Start of Source data

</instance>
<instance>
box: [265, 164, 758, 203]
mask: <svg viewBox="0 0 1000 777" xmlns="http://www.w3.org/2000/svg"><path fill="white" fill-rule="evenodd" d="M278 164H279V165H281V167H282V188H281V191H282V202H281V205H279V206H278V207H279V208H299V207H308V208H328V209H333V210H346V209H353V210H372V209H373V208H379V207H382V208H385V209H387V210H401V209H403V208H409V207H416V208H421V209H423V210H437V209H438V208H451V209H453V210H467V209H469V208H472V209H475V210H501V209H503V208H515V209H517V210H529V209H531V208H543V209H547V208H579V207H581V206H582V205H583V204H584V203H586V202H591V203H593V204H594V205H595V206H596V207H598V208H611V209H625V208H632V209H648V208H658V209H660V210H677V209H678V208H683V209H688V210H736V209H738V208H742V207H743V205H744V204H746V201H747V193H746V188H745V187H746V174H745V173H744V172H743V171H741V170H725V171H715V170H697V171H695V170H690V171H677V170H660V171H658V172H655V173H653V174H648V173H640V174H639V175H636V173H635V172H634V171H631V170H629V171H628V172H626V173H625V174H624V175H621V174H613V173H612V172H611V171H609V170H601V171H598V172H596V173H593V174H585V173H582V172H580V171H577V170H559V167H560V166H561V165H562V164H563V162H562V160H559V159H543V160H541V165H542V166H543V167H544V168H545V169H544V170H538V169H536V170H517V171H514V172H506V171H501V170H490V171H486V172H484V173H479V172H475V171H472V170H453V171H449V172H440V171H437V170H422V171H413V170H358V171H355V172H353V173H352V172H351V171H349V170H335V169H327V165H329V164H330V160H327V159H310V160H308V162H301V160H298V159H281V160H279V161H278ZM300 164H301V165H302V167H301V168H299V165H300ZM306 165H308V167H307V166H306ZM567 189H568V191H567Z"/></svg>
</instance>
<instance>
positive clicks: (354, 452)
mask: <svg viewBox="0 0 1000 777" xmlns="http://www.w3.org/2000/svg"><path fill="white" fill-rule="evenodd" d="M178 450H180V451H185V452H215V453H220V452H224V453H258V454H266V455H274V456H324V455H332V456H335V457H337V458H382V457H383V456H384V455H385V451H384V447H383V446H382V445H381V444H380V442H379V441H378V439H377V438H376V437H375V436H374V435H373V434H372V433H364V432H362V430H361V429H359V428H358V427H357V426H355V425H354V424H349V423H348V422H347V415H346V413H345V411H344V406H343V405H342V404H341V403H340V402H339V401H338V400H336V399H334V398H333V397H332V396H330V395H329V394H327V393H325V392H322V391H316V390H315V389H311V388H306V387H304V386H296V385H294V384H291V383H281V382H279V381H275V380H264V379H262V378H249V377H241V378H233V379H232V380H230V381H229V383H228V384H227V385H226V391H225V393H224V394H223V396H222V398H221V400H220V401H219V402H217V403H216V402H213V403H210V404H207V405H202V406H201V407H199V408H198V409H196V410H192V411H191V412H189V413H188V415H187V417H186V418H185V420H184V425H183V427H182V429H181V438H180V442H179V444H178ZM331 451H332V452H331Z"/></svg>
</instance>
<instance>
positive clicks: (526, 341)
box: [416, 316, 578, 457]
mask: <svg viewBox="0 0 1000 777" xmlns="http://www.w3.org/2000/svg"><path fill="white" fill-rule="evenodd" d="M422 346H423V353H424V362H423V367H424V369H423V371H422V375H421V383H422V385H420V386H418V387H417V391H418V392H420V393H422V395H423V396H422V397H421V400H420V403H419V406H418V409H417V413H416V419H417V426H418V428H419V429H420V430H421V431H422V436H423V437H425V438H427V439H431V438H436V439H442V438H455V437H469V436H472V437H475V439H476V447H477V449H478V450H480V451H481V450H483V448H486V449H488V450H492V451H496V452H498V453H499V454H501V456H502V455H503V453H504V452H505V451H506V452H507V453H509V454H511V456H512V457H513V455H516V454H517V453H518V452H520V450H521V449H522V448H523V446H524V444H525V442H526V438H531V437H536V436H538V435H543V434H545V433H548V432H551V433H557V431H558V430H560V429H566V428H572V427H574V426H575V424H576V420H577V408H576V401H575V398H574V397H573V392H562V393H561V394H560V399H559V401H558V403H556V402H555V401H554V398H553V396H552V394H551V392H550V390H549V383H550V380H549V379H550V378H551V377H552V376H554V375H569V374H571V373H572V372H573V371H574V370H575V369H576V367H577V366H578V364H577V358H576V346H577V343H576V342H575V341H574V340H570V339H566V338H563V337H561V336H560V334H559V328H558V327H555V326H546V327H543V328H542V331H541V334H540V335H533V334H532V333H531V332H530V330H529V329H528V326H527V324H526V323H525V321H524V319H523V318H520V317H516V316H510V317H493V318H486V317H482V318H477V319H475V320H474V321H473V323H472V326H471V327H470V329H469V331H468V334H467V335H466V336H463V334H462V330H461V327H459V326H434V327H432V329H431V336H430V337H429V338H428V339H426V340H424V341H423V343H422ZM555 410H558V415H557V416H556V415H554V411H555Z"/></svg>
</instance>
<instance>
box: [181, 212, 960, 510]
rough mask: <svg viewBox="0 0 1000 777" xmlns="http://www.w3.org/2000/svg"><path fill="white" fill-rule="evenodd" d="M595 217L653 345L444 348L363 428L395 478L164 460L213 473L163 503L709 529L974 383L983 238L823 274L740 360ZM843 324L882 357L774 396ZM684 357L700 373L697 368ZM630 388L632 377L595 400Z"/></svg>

End of Source data

_To do:_ Each record above must be restated in full, word for word.

_Reply:_
</instance>
<instance>
box: [265, 164, 758, 203]
mask: <svg viewBox="0 0 1000 777" xmlns="http://www.w3.org/2000/svg"><path fill="white" fill-rule="evenodd" d="M278 164H279V165H281V167H282V188H281V191H282V202H281V205H279V206H278V207H279V208H299V207H308V208H328V209H333V210H346V209H353V210H372V209H373V208H379V207H382V208H385V209H387V210H401V209H403V208H409V207H416V208H421V209H423V210H437V209H438V208H451V209H453V210H467V209H469V208H472V209H475V210H501V209H503V208H515V209H517V210H529V209H531V208H543V209H547V208H579V207H581V206H582V205H583V204H584V203H586V202H591V203H593V204H594V205H595V206H596V207H598V208H611V209H625V208H632V209H648V208H658V209H660V210H677V209H678V208H683V209H688V210H736V209H738V208H742V207H743V205H744V204H746V201H747V193H746V188H745V187H746V174H745V173H744V172H743V171H741V170H725V171H715V170H697V171H695V170H690V171H677V170H660V171H658V172H655V173H653V174H648V173H640V174H639V175H636V173H635V172H634V171H631V170H629V171H628V172H626V173H625V174H624V175H621V174H613V173H612V172H611V171H609V170H601V171H598V172H596V173H593V174H585V173H582V172H580V171H577V170H559V167H560V166H561V165H562V164H563V162H562V160H559V159H543V160H541V165H542V166H543V167H544V168H545V169H544V170H538V169H536V170H517V171H514V172H506V171H501V170H490V171H486V172H484V173H479V172H475V171H472V170H453V171H449V172H440V171H437V170H422V171H413V170H358V171H355V172H353V173H352V172H351V171H349V170H335V169H327V165H329V164H330V160H327V159H310V160H308V162H301V160H298V159H281V160H279V161H278ZM300 164H301V165H302V167H301V168H299V165H300ZM306 165H308V167H307V166H306ZM567 189H568V191H567Z"/></svg>
</instance>
<instance>
positive clicks: (354, 452)
mask: <svg viewBox="0 0 1000 777" xmlns="http://www.w3.org/2000/svg"><path fill="white" fill-rule="evenodd" d="M178 450H180V451H185V452H215V453H220V452H224V453H258V454H266V455H274V456H324V455H332V456H335V457H337V458H382V457H383V456H384V455H385V451H384V447H383V446H382V445H381V444H380V442H379V441H378V439H377V438H376V437H375V436H374V435H373V434H372V433H364V432H362V430H361V429H359V428H358V427H357V426H355V425H354V424H349V423H348V422H347V415H346V413H345V411H344V406H343V405H342V404H341V403H340V402H339V401H338V400H336V399H334V398H333V397H332V396H330V395H329V394H327V393H325V392H322V391H316V390H315V389H311V388H306V387H304V386H296V385H294V384H291V383H281V382H279V381H275V380H264V379H262V378H249V377H241V378H233V379H232V380H230V381H229V383H228V384H227V385H226V391H225V393H224V394H223V396H222V398H221V400H220V401H219V402H217V403H216V402H213V403H210V404H207V405H202V406H201V407H199V408H198V409H196V410H192V411H191V412H189V413H188V415H187V417H186V418H185V420H184V425H183V427H182V429H181V438H180V442H179V444H178ZM331 451H332V452H331Z"/></svg>
</instance>
<instance>
positive clicks: (526, 341)
box: [416, 316, 578, 457]
mask: <svg viewBox="0 0 1000 777" xmlns="http://www.w3.org/2000/svg"><path fill="white" fill-rule="evenodd" d="M422 346H423V353H424V362H423V367H424V369H423V371H422V375H421V383H422V385H420V386H418V387H417V391H418V392H420V393H422V395H423V396H422V397H421V400H420V403H419V406H418V409H417V413H416V419H417V426H418V428H419V429H420V430H421V431H422V436H423V437H425V438H427V439H431V438H436V439H442V438H455V437H469V436H472V437H475V439H476V447H477V449H478V450H480V451H481V450H483V448H486V449H488V450H492V451H496V452H498V453H499V454H501V456H502V455H503V453H504V452H505V451H506V452H507V453H509V454H511V456H512V457H513V455H516V454H517V453H518V452H520V450H521V449H522V448H523V446H524V444H525V442H526V438H531V437H536V436H538V435H543V434H545V433H548V432H551V433H557V431H558V430H560V429H566V428H572V427H574V426H575V424H576V420H577V408H576V401H575V398H574V397H573V392H562V393H561V394H560V399H559V401H558V403H556V402H555V401H554V398H553V396H552V394H551V392H550V390H549V383H550V380H549V379H550V378H551V377H552V376H554V375H569V374H571V373H572V372H573V371H574V370H575V369H576V367H577V366H578V364H577V358H576V346H577V343H576V342H575V341H574V340H570V339H566V338H563V337H561V336H560V334H559V328H558V327H555V326H546V327H543V328H542V331H541V334H540V335H533V334H532V333H531V332H530V330H529V329H528V326H527V324H526V323H525V321H524V319H523V318H520V317H516V316H510V317H493V318H486V317H482V318H477V319H475V320H474V321H473V323H472V326H471V327H470V329H469V331H468V334H467V335H466V336H463V334H462V330H461V327H459V326H434V327H432V329H431V336H430V337H429V338H428V339H426V340H424V341H423V343H422ZM555 410H558V415H557V416H556V415H554V411H555Z"/></svg>
</instance>
<instance>
box: [181, 212, 960, 510]
rough mask: <svg viewBox="0 0 1000 777" xmlns="http://www.w3.org/2000/svg"><path fill="white" fill-rule="evenodd" d="M595 217L653 345L444 348L363 428L395 478L164 460L213 473L163 503L709 529L974 383L983 238L823 274L740 360ZM843 324L882 357L774 396ZM684 357L700 373L697 368ZM630 388L632 377L595 400Z"/></svg>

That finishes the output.